> _EXERCISE OBJECTIVE_
From the data below, pull out every line that contains the string "coordinates". Matching is case-sensitive.

> _DATA SECTION_

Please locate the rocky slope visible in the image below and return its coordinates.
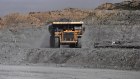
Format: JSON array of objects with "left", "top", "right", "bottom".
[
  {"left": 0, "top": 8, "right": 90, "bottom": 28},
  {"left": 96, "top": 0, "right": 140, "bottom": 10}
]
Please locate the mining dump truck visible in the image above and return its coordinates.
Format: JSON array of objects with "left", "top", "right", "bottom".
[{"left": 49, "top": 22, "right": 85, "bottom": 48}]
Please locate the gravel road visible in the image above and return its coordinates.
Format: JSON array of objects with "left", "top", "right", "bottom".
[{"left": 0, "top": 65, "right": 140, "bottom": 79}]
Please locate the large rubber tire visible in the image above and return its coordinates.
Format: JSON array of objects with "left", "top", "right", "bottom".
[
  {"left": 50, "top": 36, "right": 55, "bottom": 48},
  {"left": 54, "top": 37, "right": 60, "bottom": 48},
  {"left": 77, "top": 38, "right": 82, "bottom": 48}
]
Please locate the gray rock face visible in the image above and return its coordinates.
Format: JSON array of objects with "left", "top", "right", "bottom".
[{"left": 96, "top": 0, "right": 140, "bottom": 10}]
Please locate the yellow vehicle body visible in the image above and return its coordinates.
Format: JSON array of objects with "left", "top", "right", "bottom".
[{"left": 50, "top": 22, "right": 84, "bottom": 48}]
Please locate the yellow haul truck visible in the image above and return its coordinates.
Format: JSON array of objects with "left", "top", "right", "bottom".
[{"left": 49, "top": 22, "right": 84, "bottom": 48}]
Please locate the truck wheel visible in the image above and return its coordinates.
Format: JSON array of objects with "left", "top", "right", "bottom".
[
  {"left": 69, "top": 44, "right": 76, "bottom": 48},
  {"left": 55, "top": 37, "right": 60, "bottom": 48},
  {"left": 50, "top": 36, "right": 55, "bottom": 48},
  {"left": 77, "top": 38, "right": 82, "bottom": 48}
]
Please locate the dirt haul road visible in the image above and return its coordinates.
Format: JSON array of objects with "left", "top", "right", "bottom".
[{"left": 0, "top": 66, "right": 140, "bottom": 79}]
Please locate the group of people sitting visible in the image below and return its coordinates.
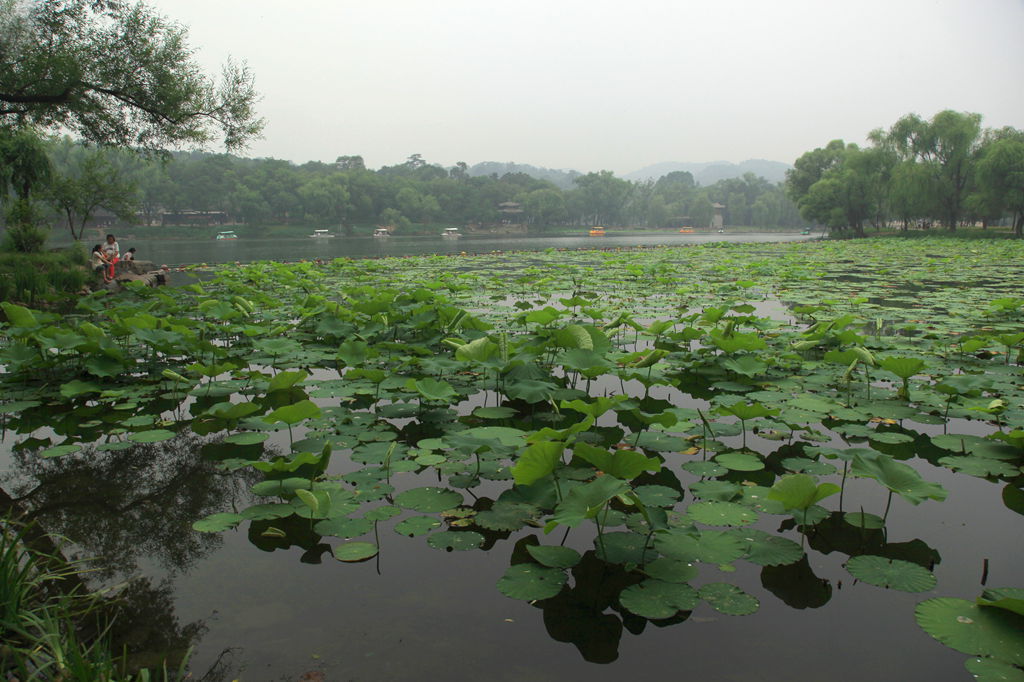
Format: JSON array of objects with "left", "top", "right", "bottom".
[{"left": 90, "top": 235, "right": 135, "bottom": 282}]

* * *

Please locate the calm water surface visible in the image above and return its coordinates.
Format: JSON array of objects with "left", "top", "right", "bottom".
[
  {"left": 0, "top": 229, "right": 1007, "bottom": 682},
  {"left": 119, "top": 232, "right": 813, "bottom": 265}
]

> _SOLUTION BELOW_
Please locate the rocky slope visible in the image below and return its coordinates.
Please locate the mining dump truck visible in the image above and return its coordinates.
Please locate the gravel road visible in the image above and return its coordinates.
Please locate the large rubber tire visible in the image above and return its coordinates.
Please locate the gray rock face visible in the image above and return its coordinates.
Please locate the yellow vehicle body visible in the image above and return its coordinates.
Please locate the yellow haul truck visible in the image above and return its coordinates.
Please locate the truck wheel visible in the image above and return its coordinates.
Please locate the dirt haul road visible in the image above and return its coordinates.
Please locate the group of people sitting visible in the image below and return its coordinates.
Please locate the calm water surface visible in the image above and return its coordinates.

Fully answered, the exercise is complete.